Noveno aniversario del blog: tiempo de cambios

… y ya van nueve. En los primeros aniversarios contaba números, que si seguidores, que si visitas; estadísticas que desde hace tiempo me parecen ridículas, ingenuas y presuntuosas. También me daba por reflexionar acerca de lo que he aprendido con el blog, o lo que el blog me ha aportado (ni que tener un blog de reseñas literarias fuera como emprender un viaje a la otra punta del planeta). En los últimos años, me he quejado más de la cuenta. Porque querría que me pagaran por escribir y no obstante aquí sigo, en este rincón donde nadie (nadie que podría darme trabajo) me hace caso.
Hoy no voy a hacer nada de eso.
Yo también he cumplido años, he madurado con el blog. A medida que me hago mayor, me libero de superficialidades. Cuando uno es joven, lo quiere todo y lo quiere ya, determinados asuntos le parecen una prioridad absoluta, se es más vulnerable a las necesidades creadas por la publicidad. Esa etapa se pasa, por suerte se pasa. 2018 fue un punto de inflexión para mí: me desprendí de cargas, adopté otra filosofía, me volví más práctica. Más serena. Con la edad te salen canas, pero aprendes a darles a las cosas la importancia justa. Ganas en fortaleza. Estoy en esta fase.

(Bloque de datos)

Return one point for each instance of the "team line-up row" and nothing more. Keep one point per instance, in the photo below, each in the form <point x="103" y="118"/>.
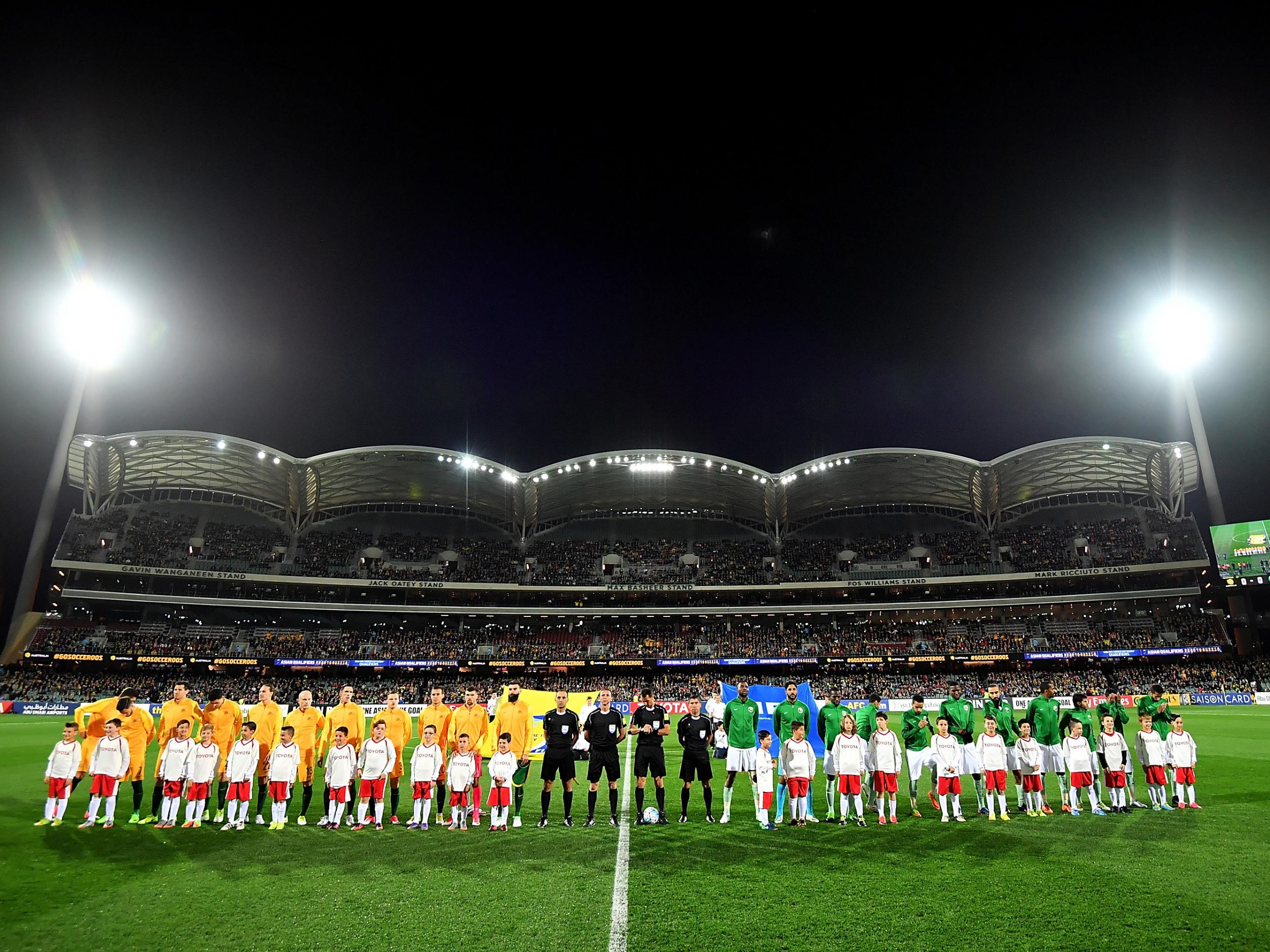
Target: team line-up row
<point x="863" y="758"/>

(Enunciado del problema) Cita completo y sin cambiar nada el texto sobre el noveno aniversario del blog. El listado es material aparte, independiente del texto.

(Resultado final)
Noveno aniversario del blog: tiempo de cambios

… y ya van nueve. En los primeros aniversarios contaba números, que si seguidores, que si visitas; estadísticas que desde hace tiempo me parecen ridículas, ingenuas y presuntuosas. También me daba por reflexionar acerca de lo que he aprendido con el blog, o lo que el blog me ha aportado (ni que tener un blog de reseñas literarias fuera como emprender un viaje a la otra punta del planeta). En los últimos años, me he quejado más de la cuenta. Porque querría que me pagaran por escribir y no obstante aquí sigo, en este rincón donde nadie (nadie que podría darme trabajo) me hace caso.
Hoy no voy a hacer nada de eso.
Yo también he cumplido años, he madurado con el blog. A medida que me hago mayor, me libero de superficialidades. Cuando uno es joven, lo quiere todo y lo quiere ya, determinados asuntos le parecen una prioridad absoluta, se es más vulnerable a las necesidades creadas por la publicidad. Esa etapa se pasa, por suerte se pasa. 2018 fue un punto de inflexión para mí: me desprendí de cargas, adopté otra filosofía, me volví más práctica. Más serena. Con la edad te salen canas, pero aprendes a darles a las cosas la importancia justa. Ganas en fortaleza. Estoy en esta fase.